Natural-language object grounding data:

───

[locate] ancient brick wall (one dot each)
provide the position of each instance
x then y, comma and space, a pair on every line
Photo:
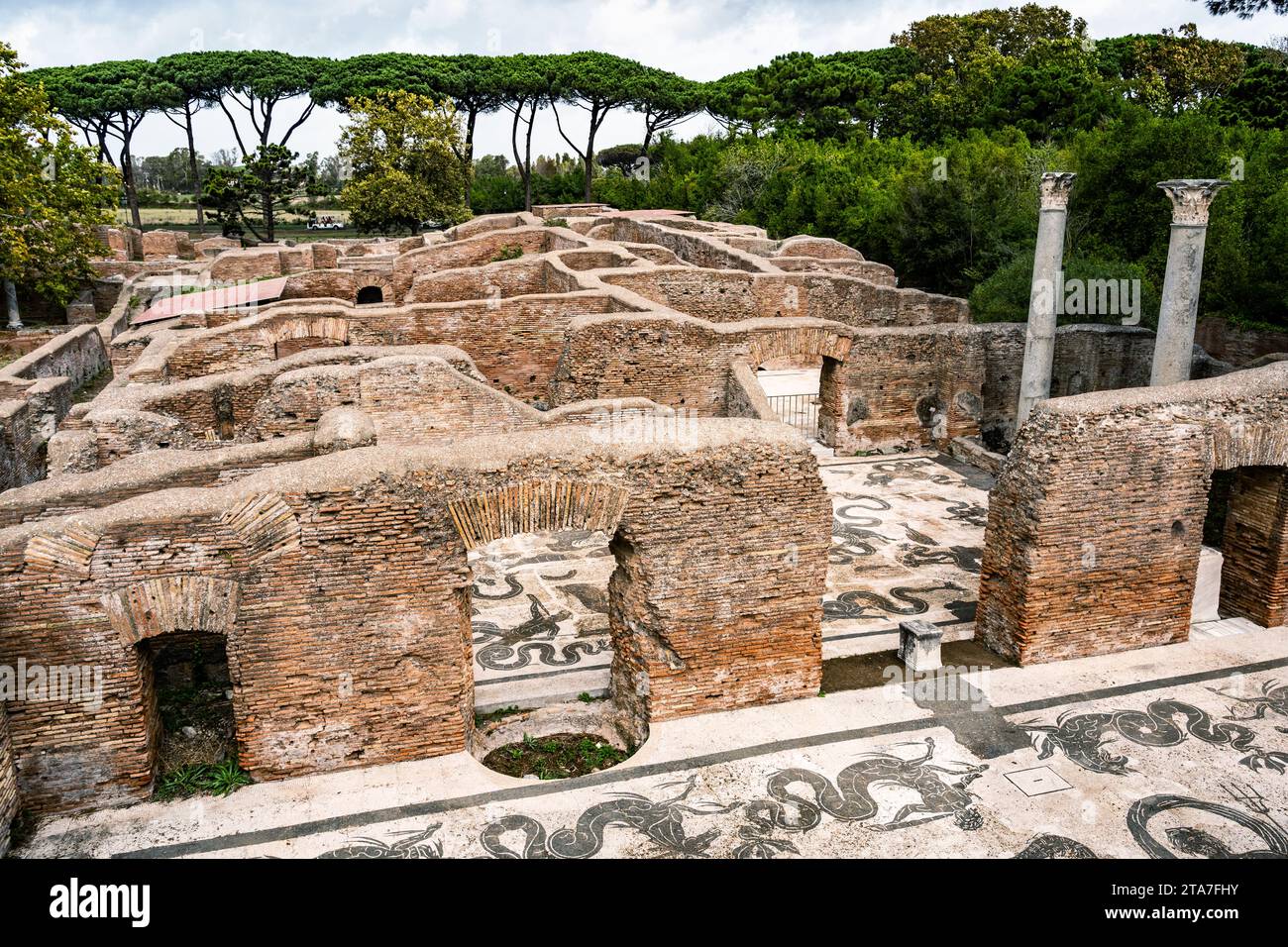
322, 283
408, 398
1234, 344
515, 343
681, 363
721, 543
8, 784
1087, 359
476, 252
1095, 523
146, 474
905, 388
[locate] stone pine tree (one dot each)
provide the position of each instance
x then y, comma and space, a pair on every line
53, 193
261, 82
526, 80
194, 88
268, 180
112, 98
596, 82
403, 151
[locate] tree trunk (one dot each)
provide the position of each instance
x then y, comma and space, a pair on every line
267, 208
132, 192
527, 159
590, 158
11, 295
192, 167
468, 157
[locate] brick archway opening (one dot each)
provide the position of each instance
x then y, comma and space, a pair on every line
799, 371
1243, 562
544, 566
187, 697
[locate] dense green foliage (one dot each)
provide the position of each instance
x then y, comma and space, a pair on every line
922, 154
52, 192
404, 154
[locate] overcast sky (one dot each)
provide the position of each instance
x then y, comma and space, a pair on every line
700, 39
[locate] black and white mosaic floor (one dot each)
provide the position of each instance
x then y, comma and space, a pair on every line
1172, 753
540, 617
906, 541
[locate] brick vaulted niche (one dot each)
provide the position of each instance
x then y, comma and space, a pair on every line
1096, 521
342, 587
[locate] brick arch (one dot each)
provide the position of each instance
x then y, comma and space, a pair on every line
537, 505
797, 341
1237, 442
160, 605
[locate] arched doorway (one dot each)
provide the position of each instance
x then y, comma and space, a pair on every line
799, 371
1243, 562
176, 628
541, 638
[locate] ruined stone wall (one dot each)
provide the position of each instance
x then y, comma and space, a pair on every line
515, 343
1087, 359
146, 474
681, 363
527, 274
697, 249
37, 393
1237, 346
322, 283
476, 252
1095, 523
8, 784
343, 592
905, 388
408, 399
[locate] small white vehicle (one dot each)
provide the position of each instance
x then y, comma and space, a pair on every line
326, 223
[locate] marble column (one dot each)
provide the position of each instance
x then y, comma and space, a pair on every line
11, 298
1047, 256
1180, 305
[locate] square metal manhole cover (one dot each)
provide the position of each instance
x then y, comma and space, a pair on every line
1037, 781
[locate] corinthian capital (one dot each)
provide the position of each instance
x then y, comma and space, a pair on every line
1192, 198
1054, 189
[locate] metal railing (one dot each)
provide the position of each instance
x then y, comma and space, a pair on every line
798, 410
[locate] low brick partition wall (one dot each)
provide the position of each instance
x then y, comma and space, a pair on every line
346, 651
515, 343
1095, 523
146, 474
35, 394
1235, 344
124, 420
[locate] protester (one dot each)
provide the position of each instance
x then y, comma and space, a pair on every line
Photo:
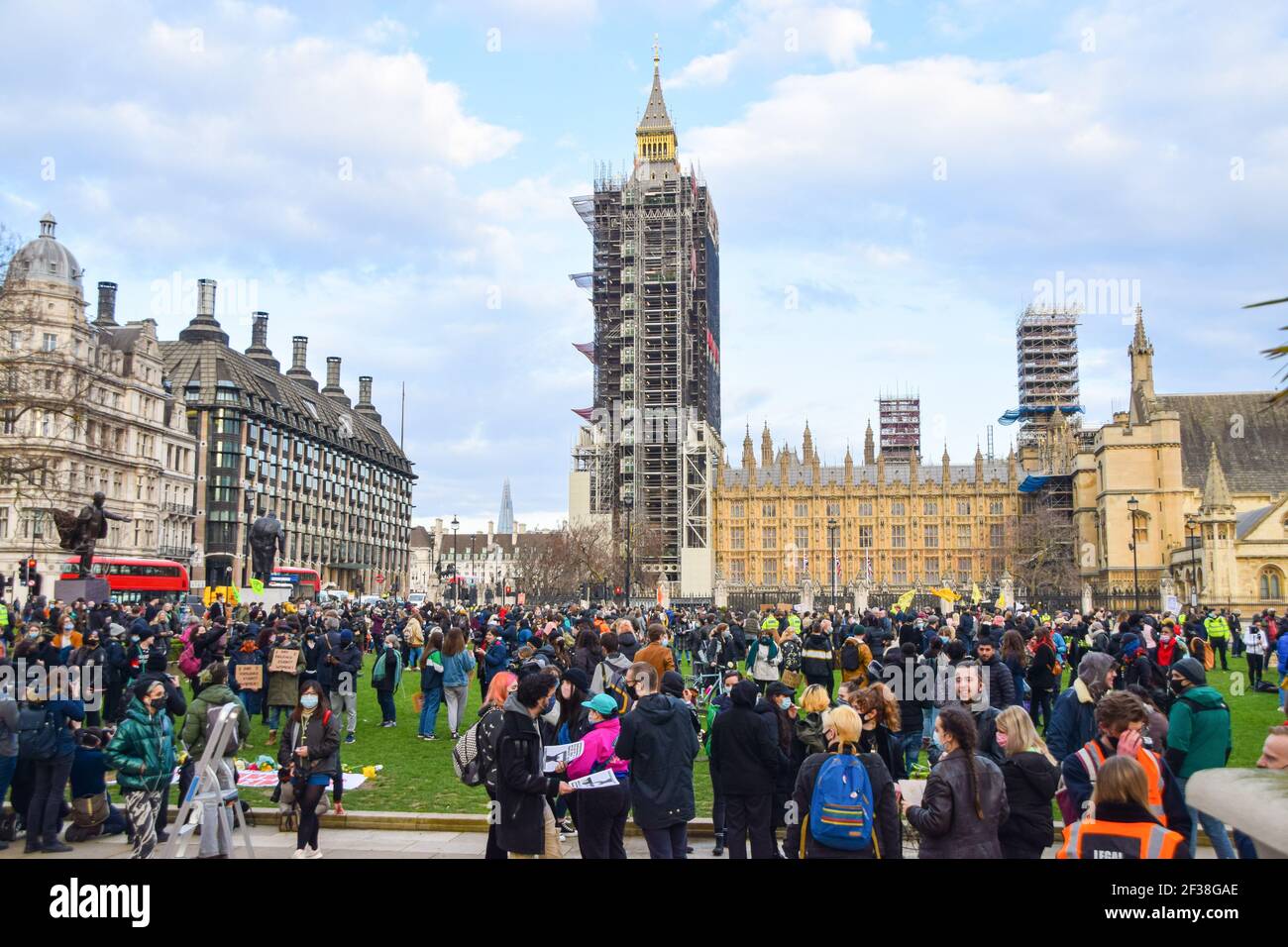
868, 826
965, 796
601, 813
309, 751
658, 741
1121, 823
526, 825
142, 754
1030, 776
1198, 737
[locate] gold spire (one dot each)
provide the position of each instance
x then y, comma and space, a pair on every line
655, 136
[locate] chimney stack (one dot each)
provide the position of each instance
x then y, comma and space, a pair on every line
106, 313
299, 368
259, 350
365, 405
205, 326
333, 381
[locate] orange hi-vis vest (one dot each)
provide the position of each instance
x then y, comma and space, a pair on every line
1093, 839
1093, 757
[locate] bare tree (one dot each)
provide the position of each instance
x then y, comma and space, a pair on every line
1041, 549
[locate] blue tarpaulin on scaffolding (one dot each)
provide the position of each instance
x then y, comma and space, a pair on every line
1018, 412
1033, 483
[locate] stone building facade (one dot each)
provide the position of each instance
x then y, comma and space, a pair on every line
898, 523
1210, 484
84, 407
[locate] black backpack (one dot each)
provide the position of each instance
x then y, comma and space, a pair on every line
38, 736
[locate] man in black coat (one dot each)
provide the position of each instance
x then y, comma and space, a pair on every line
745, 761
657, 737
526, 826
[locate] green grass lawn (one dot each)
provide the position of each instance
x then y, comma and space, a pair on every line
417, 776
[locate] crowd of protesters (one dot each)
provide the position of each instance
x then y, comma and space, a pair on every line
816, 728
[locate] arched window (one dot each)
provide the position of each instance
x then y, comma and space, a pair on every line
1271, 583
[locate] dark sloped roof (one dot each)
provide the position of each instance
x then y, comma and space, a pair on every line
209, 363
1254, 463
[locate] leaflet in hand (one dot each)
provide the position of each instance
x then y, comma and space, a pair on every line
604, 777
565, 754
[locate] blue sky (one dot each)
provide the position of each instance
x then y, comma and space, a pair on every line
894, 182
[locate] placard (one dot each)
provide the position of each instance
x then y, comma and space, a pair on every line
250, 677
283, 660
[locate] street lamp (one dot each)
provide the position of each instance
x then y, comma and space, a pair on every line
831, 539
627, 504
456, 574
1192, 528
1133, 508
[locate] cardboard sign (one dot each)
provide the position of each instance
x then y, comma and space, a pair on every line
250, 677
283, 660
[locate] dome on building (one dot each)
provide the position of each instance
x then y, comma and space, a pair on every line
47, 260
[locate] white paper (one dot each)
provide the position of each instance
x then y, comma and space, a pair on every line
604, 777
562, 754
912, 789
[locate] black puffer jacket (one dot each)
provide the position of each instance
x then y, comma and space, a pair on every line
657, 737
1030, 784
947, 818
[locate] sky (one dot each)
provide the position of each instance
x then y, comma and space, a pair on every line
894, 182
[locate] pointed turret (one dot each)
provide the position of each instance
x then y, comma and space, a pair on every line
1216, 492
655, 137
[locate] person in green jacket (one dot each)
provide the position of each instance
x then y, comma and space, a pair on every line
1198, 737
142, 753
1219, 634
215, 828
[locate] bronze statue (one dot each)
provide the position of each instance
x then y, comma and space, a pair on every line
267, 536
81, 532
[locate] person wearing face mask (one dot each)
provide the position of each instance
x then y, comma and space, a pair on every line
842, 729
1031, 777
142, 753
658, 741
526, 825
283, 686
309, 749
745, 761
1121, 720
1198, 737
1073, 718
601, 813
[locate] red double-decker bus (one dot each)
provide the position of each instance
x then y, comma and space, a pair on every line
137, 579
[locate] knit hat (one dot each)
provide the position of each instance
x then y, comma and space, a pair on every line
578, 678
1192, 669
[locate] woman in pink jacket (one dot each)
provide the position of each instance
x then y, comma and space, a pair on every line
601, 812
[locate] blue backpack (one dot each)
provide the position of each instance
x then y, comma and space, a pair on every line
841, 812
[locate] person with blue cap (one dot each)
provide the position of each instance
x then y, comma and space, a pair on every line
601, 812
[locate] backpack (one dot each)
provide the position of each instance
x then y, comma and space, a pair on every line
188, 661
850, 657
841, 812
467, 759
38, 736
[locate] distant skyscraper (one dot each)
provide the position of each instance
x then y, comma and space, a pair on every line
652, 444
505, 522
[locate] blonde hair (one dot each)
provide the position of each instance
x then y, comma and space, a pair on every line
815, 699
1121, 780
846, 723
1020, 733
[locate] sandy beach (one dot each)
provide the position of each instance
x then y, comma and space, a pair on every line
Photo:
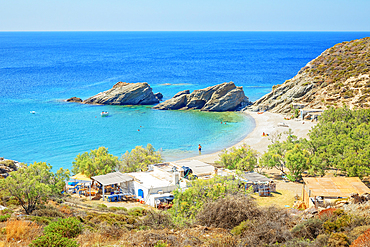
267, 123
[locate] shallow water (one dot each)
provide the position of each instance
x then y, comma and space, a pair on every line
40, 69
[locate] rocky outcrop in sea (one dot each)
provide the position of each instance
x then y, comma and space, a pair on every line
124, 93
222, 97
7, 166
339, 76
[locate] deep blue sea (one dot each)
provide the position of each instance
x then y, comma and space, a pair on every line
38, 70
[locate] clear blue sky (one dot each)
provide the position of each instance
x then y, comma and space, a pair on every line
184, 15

───

Task details
Return all lines from the entries that contain the string "building".

Reply to the exercise
[locate] stone building facade (one dot each)
[locate] dome on building (one dot each)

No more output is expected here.